## [WHAT YOU NEED TO DO]
Repeat exactly the lines from the one containing "of the metal" through the last line of the records below, both included, and nothing else.

[Point-per-instance localization data]
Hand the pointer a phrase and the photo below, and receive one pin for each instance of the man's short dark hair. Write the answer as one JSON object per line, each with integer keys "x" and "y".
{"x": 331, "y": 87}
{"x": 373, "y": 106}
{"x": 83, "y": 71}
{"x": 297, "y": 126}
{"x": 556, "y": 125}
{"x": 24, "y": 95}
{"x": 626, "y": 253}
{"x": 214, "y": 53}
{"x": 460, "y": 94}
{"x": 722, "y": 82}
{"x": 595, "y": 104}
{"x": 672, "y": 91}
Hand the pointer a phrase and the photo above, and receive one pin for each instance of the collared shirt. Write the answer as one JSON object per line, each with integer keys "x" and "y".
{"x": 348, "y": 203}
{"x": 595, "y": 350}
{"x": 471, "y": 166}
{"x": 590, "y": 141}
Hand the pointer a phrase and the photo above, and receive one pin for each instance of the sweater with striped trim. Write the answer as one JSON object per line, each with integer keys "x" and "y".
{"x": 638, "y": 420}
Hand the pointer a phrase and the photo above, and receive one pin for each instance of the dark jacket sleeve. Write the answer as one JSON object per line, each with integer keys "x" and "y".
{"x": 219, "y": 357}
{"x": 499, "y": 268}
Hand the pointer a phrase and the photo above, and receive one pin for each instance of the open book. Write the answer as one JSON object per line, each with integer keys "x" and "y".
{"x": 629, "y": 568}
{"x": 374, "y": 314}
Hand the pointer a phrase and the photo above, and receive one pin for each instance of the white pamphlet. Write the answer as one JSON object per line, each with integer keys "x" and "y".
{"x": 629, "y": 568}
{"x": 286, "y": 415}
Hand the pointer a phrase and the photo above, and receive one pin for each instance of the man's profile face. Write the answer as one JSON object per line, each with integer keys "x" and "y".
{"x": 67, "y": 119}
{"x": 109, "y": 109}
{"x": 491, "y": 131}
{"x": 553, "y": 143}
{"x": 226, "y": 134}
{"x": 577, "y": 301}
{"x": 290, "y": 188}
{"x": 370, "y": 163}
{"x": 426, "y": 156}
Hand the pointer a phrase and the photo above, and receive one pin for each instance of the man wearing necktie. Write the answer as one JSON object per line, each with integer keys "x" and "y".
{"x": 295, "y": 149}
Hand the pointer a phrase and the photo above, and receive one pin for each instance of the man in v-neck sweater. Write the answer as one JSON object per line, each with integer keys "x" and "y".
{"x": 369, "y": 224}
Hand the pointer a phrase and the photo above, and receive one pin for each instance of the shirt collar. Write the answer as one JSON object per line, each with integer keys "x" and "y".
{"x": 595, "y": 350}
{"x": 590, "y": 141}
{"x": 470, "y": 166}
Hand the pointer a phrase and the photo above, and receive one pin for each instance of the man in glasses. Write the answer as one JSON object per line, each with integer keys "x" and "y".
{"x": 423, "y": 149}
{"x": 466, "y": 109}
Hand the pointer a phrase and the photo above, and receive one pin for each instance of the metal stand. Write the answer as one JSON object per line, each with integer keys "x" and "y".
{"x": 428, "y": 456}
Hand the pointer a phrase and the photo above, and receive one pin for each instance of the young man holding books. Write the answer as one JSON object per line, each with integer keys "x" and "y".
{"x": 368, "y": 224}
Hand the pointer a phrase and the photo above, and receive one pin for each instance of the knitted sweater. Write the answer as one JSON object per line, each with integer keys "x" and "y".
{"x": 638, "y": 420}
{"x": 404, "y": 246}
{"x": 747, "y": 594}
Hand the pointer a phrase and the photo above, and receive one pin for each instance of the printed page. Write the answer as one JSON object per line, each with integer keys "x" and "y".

## [TASK OUTPUT]
Hand the pointer a phrase and the photo above, and receive one pin for each instance of the metal stand. Write the answer as one JSON object per line, each with integer keys "x" and "y".
{"x": 428, "y": 456}
Hand the pointer a phrase and the photo above, and receive one pin for each instance of the young man holding books. Write the answer as one JSON object per line, each with integer keys "x" and "y".
{"x": 368, "y": 224}
Hand the pointer a phrase and the photo above, and receive one pin for each instance of the knitted sweater. Write the answer as one JSON object per line, each with integer keys "x" and "y".
{"x": 638, "y": 420}
{"x": 404, "y": 246}
{"x": 747, "y": 594}
Hand the pointer a phrase and the photo above, and receive one pin for each instance of the printed page. Write the answer as one JSON object per line, each with integer keys "x" and "y".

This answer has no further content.